» GIVEN EXERCISE 1
Convert the rows below into a Markdown table with the columns Line No and Entry, starting at the first row and ending at the line that contains "[387,64,413,80]". Number each line and leave out blank lines.

Thursday, September 07, 2006

Last night I went out for some photography and climbing. Actually "clambering" would be a more appropriate word. I don't know enough about technical climbing so staying off the real buildings felt like a supreme idea. Instead I walked around the area between Downtown and Biltmore.



Everything was wet. The earth, grass, sidewalk, the lots. All of them. It made for a slippery environment. One not suitable for my midnight chicanery. Also, my shoes, the work shoes, the ones I have been wearing six days out of every week for the past year or so have absolutely no tread. I was unprepared. Very un-eagle-scoutish. Very little was interesting on the property of my employers at one in the morning. Things didn't get interesting until I got to the bridge that carries McDowell St. over the train tracks. I stood on it there for a moment trying to asses the possible avenues of my decent. I am not sure how far my position was from the ground but I do know I could say "Sasquatch is furry" before hearing the impact of a dropped pebble.



After a few moments of rational life-evaluating through, something I assume is uncommon in people who want to climb down these bridges, I opted to drive. On the way down I considered what would happen if I had tried to crawl down the bridge and what it would have been like for my family if I had fallen. It was a moment of introspection. I felt awkward riding down.
The bridge's underbelly was made from mud and stones. Shards of glass, excess debris from the nearby junkyard, reflected the orange tungsten light out from the unhealthy soil. Again I thought about being more prepared and not wearing shoes with souls no thicker than my skin. These shoes are a good pare. They are lightweight and matt-black. The rubber is all gone now and the softer foam is all that now protects me from the jaggedness of the landscape. I both adore and loath them because I can always feel what road I'm on. The problem is the shoes don't care what road I'm on.
I climbed the junkyard fence as quietly as fences can be climbed. Some of it's rattling made me nervous. I wasn't sure if this place kept a pack of dogs. After a few minutes of caution the large holes in the fence and general swampiness of the terrain convinced me that K9s wouldn't be able to catch me here nor would they be able to survive.

» ENTRIES
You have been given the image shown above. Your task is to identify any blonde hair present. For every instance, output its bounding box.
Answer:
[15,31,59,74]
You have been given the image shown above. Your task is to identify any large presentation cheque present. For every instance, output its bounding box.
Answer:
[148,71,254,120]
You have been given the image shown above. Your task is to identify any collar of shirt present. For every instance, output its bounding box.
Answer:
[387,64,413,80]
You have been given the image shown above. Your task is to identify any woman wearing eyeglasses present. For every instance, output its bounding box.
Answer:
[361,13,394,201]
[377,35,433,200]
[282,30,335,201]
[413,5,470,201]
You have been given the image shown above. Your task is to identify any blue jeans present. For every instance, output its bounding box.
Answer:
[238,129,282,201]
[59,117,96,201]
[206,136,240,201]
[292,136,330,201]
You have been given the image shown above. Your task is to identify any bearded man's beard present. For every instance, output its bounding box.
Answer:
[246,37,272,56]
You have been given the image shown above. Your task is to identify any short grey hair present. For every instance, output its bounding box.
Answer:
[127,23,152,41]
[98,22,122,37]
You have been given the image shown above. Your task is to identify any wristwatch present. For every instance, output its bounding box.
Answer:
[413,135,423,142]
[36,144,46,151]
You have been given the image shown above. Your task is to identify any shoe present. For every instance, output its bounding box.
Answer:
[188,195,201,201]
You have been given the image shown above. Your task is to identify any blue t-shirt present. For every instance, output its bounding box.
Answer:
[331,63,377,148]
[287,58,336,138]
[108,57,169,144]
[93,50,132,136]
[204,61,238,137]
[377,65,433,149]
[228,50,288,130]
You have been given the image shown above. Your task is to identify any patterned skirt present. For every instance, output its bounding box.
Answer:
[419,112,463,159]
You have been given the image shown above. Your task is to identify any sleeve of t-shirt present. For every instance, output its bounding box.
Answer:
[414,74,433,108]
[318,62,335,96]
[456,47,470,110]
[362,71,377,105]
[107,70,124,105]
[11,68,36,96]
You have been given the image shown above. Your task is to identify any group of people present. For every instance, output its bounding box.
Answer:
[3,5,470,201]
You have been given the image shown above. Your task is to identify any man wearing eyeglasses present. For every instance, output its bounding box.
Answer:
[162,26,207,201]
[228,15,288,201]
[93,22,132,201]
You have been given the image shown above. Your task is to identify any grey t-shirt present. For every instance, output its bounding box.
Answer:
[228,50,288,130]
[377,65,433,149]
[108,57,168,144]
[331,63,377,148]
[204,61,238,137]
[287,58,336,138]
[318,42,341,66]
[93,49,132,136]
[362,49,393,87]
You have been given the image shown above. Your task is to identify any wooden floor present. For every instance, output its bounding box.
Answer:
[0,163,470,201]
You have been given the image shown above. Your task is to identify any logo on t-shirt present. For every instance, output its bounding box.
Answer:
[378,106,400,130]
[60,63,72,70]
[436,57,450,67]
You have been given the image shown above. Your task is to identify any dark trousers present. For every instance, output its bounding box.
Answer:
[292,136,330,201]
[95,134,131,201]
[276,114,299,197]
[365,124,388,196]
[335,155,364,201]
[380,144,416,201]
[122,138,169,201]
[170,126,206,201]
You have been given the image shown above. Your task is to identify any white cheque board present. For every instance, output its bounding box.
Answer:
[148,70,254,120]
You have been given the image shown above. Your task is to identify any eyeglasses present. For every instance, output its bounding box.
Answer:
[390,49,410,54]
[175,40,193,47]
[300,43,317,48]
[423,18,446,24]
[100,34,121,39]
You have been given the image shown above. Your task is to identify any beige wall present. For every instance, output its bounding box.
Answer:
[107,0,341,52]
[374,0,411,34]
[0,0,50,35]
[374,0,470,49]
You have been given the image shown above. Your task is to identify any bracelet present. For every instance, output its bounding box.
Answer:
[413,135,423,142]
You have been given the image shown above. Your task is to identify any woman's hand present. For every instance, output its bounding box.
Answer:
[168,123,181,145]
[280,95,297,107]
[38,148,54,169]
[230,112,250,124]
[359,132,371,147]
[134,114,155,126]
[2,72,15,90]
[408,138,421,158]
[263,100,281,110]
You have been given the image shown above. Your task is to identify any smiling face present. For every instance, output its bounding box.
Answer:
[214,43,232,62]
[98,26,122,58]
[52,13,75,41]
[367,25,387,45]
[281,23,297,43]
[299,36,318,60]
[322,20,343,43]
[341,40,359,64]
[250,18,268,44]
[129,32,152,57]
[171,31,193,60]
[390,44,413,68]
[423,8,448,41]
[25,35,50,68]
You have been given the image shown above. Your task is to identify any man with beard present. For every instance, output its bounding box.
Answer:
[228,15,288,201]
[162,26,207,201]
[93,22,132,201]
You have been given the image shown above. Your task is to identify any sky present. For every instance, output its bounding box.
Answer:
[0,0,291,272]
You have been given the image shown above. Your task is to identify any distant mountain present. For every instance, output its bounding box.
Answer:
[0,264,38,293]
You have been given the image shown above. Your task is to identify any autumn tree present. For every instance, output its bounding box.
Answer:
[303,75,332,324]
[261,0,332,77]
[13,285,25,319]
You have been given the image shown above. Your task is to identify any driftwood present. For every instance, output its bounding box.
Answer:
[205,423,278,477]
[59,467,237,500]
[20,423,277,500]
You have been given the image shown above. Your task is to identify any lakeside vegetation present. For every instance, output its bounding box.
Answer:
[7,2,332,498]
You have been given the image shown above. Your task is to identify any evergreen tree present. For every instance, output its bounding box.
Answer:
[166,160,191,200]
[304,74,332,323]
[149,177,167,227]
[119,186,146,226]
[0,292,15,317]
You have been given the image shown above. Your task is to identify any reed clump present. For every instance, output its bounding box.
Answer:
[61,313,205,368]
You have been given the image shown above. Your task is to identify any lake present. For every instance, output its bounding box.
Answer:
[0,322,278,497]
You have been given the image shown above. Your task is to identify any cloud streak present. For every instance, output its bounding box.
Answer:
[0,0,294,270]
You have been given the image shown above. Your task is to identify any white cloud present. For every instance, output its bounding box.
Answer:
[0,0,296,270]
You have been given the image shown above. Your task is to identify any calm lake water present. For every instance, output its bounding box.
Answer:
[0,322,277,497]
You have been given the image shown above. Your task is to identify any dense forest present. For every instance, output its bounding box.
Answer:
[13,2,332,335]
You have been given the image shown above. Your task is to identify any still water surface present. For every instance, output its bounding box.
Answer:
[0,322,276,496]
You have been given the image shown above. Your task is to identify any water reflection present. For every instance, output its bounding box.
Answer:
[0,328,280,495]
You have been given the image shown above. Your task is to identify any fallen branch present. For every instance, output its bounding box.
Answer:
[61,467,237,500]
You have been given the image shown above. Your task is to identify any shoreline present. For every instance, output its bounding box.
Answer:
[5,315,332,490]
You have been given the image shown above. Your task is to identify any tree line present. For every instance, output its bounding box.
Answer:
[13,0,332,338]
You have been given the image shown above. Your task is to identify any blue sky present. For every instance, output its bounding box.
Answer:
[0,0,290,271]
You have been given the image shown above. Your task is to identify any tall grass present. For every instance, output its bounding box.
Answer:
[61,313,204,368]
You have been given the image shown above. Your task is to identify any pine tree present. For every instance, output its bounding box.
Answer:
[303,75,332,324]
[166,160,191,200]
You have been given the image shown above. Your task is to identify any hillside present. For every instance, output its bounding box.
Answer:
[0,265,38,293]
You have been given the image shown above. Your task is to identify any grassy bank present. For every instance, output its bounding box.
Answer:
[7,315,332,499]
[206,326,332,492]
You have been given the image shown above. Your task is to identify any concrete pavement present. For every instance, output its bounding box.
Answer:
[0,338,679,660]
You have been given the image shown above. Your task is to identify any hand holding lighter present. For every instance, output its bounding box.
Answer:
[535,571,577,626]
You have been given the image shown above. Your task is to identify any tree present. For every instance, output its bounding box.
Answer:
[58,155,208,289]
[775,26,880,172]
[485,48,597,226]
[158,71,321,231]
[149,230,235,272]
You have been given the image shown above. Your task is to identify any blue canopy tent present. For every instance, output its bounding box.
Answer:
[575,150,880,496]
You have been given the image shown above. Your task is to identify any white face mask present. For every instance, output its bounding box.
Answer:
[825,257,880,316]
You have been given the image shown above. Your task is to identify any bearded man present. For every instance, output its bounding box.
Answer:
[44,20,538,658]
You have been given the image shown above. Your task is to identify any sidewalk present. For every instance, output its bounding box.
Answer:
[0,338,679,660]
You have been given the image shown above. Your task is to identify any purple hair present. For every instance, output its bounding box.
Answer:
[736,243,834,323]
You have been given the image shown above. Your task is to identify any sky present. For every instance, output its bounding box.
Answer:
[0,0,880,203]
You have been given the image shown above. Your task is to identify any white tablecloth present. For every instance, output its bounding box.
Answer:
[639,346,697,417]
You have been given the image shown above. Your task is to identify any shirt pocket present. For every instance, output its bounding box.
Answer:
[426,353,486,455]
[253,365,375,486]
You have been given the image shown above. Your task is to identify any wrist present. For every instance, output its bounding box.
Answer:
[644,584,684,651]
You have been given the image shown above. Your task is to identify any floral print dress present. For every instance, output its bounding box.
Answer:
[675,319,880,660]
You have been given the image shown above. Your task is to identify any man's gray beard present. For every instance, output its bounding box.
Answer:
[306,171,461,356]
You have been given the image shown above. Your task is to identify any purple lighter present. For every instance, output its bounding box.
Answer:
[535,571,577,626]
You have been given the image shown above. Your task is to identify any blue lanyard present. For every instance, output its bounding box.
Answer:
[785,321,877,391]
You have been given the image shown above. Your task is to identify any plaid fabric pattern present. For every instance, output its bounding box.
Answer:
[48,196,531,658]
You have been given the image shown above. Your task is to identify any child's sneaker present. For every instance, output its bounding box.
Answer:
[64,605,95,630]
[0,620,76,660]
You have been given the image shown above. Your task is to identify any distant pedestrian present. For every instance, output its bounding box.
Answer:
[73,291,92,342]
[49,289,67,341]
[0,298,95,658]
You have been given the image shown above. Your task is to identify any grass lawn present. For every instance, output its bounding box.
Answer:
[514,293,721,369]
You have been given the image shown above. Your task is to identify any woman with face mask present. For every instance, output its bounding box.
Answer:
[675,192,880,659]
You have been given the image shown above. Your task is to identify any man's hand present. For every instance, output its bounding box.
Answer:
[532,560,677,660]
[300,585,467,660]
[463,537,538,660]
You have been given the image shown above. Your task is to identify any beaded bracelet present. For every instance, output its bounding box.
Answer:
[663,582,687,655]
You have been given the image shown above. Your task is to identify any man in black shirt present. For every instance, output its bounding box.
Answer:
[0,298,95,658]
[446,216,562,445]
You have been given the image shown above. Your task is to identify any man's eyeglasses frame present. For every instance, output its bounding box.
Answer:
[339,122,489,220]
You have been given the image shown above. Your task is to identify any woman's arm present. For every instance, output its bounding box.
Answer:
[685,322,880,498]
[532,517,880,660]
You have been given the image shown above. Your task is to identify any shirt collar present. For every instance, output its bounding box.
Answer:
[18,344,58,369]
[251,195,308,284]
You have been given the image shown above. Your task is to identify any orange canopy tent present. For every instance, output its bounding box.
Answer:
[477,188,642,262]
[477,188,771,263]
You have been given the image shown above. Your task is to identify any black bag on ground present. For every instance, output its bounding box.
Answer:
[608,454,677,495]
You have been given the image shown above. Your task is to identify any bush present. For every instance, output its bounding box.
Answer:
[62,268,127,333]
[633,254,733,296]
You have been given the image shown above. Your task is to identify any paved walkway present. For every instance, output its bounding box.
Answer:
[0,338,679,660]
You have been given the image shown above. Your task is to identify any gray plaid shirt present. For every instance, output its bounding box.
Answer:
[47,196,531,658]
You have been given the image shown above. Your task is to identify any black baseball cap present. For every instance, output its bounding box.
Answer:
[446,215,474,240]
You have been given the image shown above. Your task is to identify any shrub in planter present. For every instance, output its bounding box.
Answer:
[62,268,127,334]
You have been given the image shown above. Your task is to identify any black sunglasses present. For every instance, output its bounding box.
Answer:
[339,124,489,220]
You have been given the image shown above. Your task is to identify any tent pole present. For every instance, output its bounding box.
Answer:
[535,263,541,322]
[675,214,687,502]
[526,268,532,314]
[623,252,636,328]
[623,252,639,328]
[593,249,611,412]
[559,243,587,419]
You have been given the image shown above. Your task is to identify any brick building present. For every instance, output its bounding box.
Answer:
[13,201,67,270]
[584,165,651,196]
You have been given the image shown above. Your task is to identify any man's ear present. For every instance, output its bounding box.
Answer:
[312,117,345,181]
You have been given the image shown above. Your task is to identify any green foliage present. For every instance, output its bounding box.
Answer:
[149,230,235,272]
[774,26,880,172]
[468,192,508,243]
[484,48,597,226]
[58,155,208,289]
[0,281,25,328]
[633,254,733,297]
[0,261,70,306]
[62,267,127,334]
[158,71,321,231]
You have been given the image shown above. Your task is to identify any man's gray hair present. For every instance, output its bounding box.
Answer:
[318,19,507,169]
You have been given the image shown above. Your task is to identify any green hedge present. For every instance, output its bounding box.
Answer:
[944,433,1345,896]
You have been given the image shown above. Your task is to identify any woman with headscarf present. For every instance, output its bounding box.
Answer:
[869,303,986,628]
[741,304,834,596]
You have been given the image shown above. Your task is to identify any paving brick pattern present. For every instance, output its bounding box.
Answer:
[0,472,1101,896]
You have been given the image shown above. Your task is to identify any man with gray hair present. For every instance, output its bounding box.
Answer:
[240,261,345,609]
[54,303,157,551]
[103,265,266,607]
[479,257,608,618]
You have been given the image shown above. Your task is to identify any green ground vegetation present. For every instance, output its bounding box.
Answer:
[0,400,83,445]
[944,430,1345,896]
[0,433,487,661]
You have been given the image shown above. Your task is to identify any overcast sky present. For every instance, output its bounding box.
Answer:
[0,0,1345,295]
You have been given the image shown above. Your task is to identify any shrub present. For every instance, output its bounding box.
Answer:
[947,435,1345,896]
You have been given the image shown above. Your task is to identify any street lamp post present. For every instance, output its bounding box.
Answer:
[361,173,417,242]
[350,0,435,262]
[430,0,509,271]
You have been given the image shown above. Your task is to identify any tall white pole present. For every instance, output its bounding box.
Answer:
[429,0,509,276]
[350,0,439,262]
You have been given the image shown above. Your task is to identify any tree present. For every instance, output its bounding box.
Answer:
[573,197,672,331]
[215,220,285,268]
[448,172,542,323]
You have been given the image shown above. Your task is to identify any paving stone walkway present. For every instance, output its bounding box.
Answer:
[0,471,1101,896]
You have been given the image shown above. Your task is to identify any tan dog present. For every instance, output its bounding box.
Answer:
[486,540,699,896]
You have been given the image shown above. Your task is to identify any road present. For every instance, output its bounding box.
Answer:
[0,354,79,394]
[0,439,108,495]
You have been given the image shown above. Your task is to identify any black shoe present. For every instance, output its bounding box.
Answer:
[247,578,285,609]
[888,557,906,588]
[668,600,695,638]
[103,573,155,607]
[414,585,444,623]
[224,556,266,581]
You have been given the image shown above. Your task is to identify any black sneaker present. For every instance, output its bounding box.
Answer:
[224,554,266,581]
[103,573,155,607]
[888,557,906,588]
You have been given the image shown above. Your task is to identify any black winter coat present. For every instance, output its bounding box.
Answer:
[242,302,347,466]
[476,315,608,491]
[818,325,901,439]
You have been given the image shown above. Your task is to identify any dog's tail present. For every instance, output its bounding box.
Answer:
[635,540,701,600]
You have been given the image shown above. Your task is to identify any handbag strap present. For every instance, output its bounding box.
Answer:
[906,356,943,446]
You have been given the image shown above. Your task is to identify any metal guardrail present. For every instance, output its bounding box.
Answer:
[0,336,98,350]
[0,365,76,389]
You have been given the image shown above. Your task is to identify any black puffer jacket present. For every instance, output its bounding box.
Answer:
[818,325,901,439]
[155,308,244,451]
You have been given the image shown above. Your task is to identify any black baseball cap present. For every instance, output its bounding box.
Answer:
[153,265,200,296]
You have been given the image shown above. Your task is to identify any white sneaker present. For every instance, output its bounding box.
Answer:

» GIVEN EXERCISE 2
Transcribe the blog post word for word, starting at "Last night I" and ending at "Downtown and Biltmore.".

» RESPONSE 1
| Line No | Entry |
|---|---|
| 1 | You have been given the image shown above. Your task is to identify any blonde hair present. For every instance, output its bounding box. |
| 2 | Answer: |
| 3 | [15,31,59,74] |
| 4 | You have been given the image shown above. Your task is to identify any large presentation cheque present. For every instance, output its bounding box. |
| 5 | Answer: |
| 6 | [148,71,254,120] |
| 7 | You have been given the image shown above. Your task is to identify any collar of shirt present. For every instance, output its bounding box. |
| 8 | Answer: |
| 9 | [387,64,413,80] |

» RESPONSE 2
Last night I went out for some photography and climbing. Actually "clambering" would be a more appropriate word. I don't know enough about technical climbing so staying off the real buildings felt like a supreme idea. Instead I walked around the area between Downtown and Biltmore.